[Natural-language object grounding data]

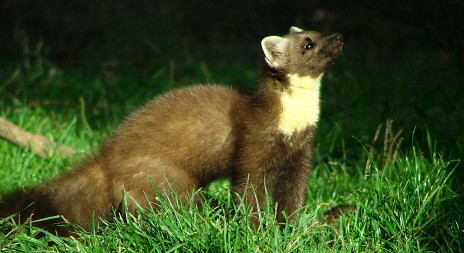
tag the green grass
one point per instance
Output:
(411, 202)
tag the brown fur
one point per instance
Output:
(189, 137)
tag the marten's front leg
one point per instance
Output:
(290, 189)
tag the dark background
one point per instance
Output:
(405, 59)
(73, 31)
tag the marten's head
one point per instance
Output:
(305, 53)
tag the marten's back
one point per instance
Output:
(184, 135)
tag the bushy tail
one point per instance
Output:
(78, 196)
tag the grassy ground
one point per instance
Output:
(408, 190)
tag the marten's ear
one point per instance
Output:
(295, 29)
(274, 47)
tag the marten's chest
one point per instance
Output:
(299, 105)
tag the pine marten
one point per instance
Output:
(182, 140)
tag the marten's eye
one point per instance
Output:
(309, 44)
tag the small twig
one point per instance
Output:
(40, 144)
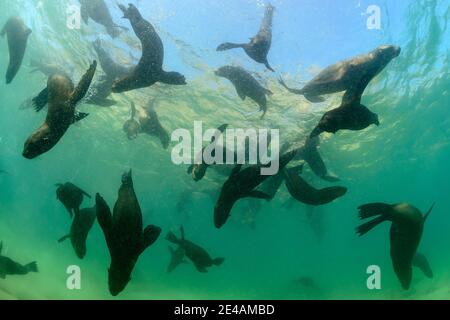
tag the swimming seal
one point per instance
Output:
(150, 67)
(124, 234)
(346, 74)
(71, 197)
(405, 234)
(9, 267)
(79, 230)
(99, 12)
(300, 190)
(259, 45)
(201, 259)
(242, 184)
(17, 33)
(351, 115)
(246, 85)
(62, 99)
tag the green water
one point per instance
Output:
(267, 250)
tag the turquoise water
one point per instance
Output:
(266, 250)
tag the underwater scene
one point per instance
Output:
(213, 149)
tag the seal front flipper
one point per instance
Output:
(150, 235)
(40, 101)
(84, 84)
(104, 218)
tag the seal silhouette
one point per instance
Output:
(62, 99)
(150, 67)
(124, 234)
(98, 11)
(346, 74)
(201, 259)
(17, 33)
(81, 225)
(405, 234)
(259, 46)
(246, 85)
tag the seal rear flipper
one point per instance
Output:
(229, 45)
(64, 238)
(218, 261)
(104, 217)
(84, 84)
(421, 262)
(40, 101)
(32, 267)
(150, 235)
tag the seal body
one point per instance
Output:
(62, 99)
(150, 67)
(10, 267)
(346, 74)
(259, 46)
(405, 233)
(201, 259)
(124, 234)
(246, 85)
(300, 190)
(17, 33)
(242, 184)
(79, 230)
(71, 197)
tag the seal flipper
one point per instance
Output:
(84, 84)
(104, 218)
(149, 236)
(64, 238)
(40, 101)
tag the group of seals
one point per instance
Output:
(71, 197)
(17, 33)
(199, 257)
(147, 122)
(405, 235)
(9, 267)
(259, 45)
(62, 99)
(124, 234)
(150, 67)
(98, 11)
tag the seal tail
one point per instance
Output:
(218, 261)
(228, 45)
(32, 267)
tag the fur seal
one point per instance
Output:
(71, 197)
(351, 115)
(17, 33)
(9, 267)
(259, 45)
(62, 99)
(242, 184)
(246, 85)
(150, 67)
(311, 155)
(300, 190)
(124, 234)
(405, 234)
(346, 74)
(176, 258)
(99, 12)
(195, 253)
(79, 230)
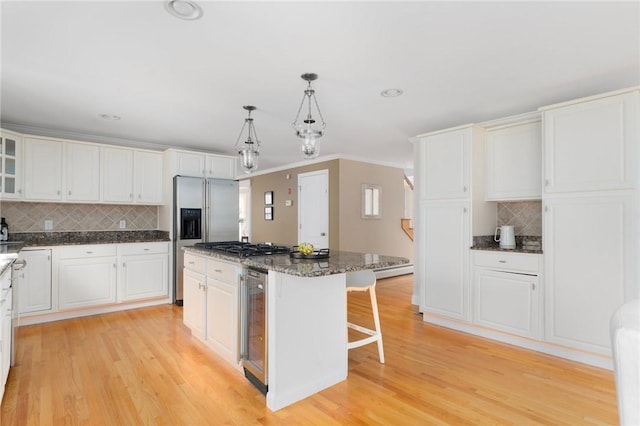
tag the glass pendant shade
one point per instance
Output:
(250, 152)
(249, 158)
(309, 131)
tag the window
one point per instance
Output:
(371, 196)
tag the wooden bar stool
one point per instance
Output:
(363, 281)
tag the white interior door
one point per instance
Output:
(313, 208)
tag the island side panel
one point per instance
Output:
(307, 336)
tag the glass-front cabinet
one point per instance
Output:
(10, 165)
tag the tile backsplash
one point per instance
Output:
(30, 217)
(524, 216)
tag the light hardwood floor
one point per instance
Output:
(143, 367)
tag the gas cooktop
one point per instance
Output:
(241, 249)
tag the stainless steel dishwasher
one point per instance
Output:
(254, 327)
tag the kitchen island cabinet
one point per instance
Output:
(306, 317)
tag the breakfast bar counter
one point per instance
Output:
(306, 319)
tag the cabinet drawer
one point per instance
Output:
(512, 261)
(195, 263)
(143, 248)
(222, 271)
(79, 252)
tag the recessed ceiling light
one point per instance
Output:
(183, 9)
(110, 117)
(391, 93)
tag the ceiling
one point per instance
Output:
(178, 83)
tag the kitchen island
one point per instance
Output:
(306, 318)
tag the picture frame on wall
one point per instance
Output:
(268, 198)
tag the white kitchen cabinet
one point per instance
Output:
(116, 170)
(445, 160)
(5, 328)
(506, 292)
(82, 172)
(34, 282)
(592, 144)
(148, 177)
(42, 169)
(194, 299)
(222, 309)
(590, 267)
(87, 276)
(144, 271)
(445, 238)
(514, 163)
(10, 165)
(220, 167)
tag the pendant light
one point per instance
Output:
(309, 131)
(250, 150)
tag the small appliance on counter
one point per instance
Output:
(507, 237)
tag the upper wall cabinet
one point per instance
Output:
(188, 163)
(131, 176)
(147, 180)
(10, 165)
(445, 164)
(42, 169)
(82, 170)
(514, 162)
(591, 144)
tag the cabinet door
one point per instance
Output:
(589, 268)
(220, 167)
(42, 169)
(445, 236)
(445, 165)
(10, 165)
(143, 277)
(117, 175)
(82, 172)
(592, 146)
(507, 302)
(514, 163)
(86, 282)
(190, 164)
(222, 319)
(194, 302)
(148, 177)
(34, 282)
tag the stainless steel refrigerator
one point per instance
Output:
(205, 210)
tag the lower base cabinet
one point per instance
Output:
(506, 292)
(211, 304)
(194, 302)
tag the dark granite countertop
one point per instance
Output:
(338, 262)
(524, 244)
(34, 239)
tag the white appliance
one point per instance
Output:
(507, 237)
(205, 210)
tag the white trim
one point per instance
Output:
(595, 360)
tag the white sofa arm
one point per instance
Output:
(625, 339)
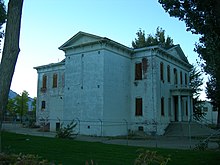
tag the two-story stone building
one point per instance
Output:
(110, 89)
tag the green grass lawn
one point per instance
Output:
(70, 152)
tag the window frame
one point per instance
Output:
(138, 106)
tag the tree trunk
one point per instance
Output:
(218, 118)
(10, 52)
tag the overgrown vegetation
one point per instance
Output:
(66, 151)
(67, 131)
(147, 157)
(21, 159)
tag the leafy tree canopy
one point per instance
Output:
(202, 17)
(152, 40)
(196, 81)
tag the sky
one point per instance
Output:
(47, 24)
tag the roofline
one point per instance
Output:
(50, 65)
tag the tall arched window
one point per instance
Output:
(175, 76)
(54, 80)
(168, 73)
(44, 84)
(181, 77)
(161, 72)
(186, 80)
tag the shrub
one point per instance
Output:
(66, 131)
(147, 157)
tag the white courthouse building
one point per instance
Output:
(110, 89)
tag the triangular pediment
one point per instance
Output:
(178, 53)
(80, 38)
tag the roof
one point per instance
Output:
(83, 39)
(50, 65)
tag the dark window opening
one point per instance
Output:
(161, 72)
(43, 105)
(175, 76)
(162, 106)
(54, 80)
(57, 126)
(138, 110)
(186, 80)
(141, 128)
(181, 78)
(168, 73)
(138, 71)
(44, 85)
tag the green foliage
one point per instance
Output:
(147, 157)
(202, 146)
(22, 159)
(91, 162)
(67, 151)
(202, 17)
(66, 131)
(196, 81)
(18, 105)
(2, 17)
(152, 40)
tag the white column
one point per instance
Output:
(179, 108)
(172, 117)
(189, 107)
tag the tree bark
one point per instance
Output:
(10, 52)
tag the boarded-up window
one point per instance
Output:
(138, 71)
(168, 73)
(44, 85)
(186, 80)
(43, 105)
(181, 78)
(161, 71)
(175, 76)
(138, 111)
(162, 106)
(54, 80)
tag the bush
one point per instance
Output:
(22, 159)
(66, 131)
(147, 157)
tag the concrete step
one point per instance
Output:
(193, 129)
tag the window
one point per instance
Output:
(186, 108)
(169, 106)
(55, 80)
(44, 85)
(181, 77)
(175, 76)
(161, 72)
(168, 73)
(138, 111)
(186, 80)
(43, 105)
(162, 106)
(138, 71)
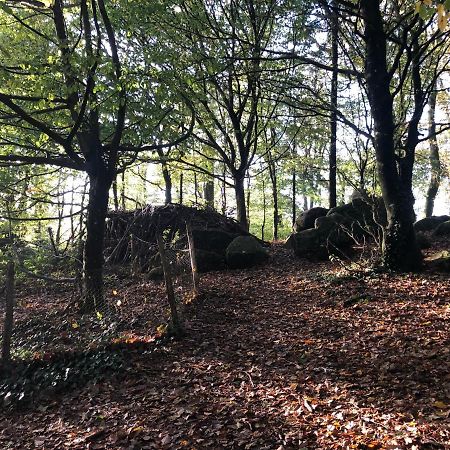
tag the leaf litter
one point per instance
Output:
(290, 355)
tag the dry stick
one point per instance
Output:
(177, 328)
(9, 318)
(193, 258)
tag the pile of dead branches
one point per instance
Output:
(131, 235)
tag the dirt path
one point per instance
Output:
(290, 355)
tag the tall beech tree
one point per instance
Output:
(220, 61)
(402, 59)
(66, 105)
(435, 161)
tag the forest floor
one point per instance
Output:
(289, 355)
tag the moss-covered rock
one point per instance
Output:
(430, 223)
(207, 261)
(443, 229)
(307, 218)
(423, 241)
(245, 251)
(440, 261)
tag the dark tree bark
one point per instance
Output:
(115, 195)
(180, 193)
(93, 298)
(167, 184)
(435, 163)
(294, 196)
(263, 225)
(333, 99)
(400, 250)
(208, 192)
(274, 182)
(240, 202)
(9, 314)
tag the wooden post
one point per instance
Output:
(9, 317)
(177, 328)
(193, 258)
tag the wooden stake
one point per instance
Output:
(193, 258)
(177, 328)
(9, 314)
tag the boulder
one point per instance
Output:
(362, 215)
(212, 240)
(307, 218)
(310, 244)
(318, 243)
(430, 223)
(423, 241)
(245, 251)
(329, 222)
(156, 274)
(207, 261)
(443, 229)
(290, 242)
(440, 261)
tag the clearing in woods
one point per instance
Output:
(291, 354)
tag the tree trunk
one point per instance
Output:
(294, 195)
(435, 162)
(208, 191)
(400, 250)
(122, 192)
(240, 202)
(9, 314)
(273, 179)
(93, 251)
(167, 184)
(263, 225)
(224, 192)
(333, 115)
(181, 189)
(115, 195)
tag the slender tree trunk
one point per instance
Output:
(122, 192)
(263, 225)
(181, 189)
(400, 250)
(208, 190)
(115, 195)
(333, 100)
(224, 192)
(93, 251)
(9, 315)
(273, 179)
(195, 188)
(249, 191)
(435, 162)
(167, 184)
(240, 201)
(294, 197)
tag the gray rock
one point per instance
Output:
(245, 251)
(443, 229)
(329, 222)
(440, 261)
(156, 274)
(207, 261)
(423, 241)
(307, 218)
(430, 223)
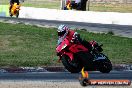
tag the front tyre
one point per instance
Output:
(71, 66)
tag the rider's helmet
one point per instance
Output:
(62, 30)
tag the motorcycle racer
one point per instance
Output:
(76, 53)
(73, 37)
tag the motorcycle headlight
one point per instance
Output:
(63, 47)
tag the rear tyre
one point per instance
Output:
(70, 65)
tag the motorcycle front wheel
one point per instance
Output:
(71, 66)
(104, 65)
(17, 14)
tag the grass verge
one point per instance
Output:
(24, 45)
(55, 4)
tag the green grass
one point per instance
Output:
(55, 4)
(23, 45)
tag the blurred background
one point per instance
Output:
(92, 5)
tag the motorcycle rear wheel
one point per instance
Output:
(71, 66)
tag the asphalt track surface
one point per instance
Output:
(65, 75)
(120, 30)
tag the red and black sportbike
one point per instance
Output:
(76, 56)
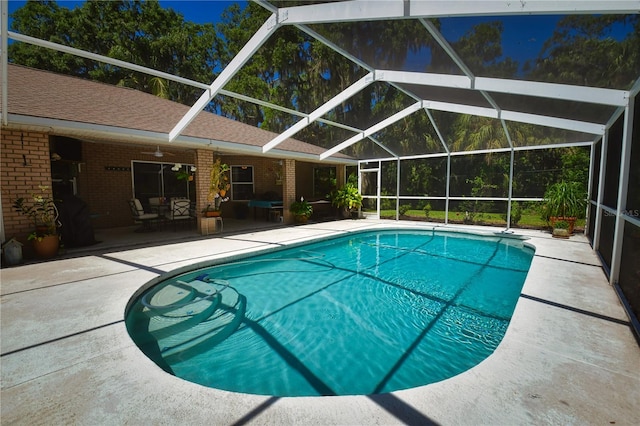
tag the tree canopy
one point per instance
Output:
(295, 70)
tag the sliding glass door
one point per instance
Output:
(151, 179)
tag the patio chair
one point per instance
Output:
(180, 211)
(139, 216)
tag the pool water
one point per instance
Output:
(365, 313)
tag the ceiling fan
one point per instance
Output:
(157, 153)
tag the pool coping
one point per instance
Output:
(568, 356)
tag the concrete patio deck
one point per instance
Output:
(568, 357)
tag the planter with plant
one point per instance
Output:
(348, 199)
(41, 208)
(564, 201)
(561, 229)
(301, 210)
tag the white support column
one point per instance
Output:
(512, 156)
(319, 112)
(258, 39)
(623, 186)
(446, 203)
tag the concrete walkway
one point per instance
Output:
(569, 356)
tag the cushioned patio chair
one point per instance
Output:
(139, 216)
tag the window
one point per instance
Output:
(158, 180)
(241, 182)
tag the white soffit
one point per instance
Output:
(592, 95)
(319, 112)
(516, 87)
(367, 10)
(373, 129)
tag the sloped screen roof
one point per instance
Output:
(427, 77)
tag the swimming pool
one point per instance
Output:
(364, 313)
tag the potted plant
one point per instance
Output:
(348, 199)
(218, 188)
(182, 173)
(41, 208)
(561, 229)
(301, 210)
(564, 201)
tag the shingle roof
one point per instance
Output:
(45, 94)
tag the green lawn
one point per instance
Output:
(528, 219)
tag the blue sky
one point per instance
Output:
(199, 11)
(523, 36)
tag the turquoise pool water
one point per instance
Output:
(365, 313)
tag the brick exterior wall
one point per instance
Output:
(20, 179)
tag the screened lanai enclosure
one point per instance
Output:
(466, 108)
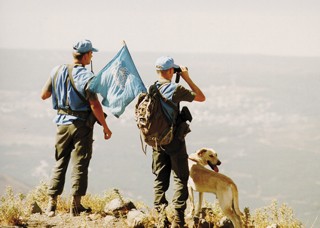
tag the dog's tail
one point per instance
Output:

Task brief → Please list every line of the records that contains "canopy".

Result of the task →
tag the leafy tree canopy
tag the tree canopy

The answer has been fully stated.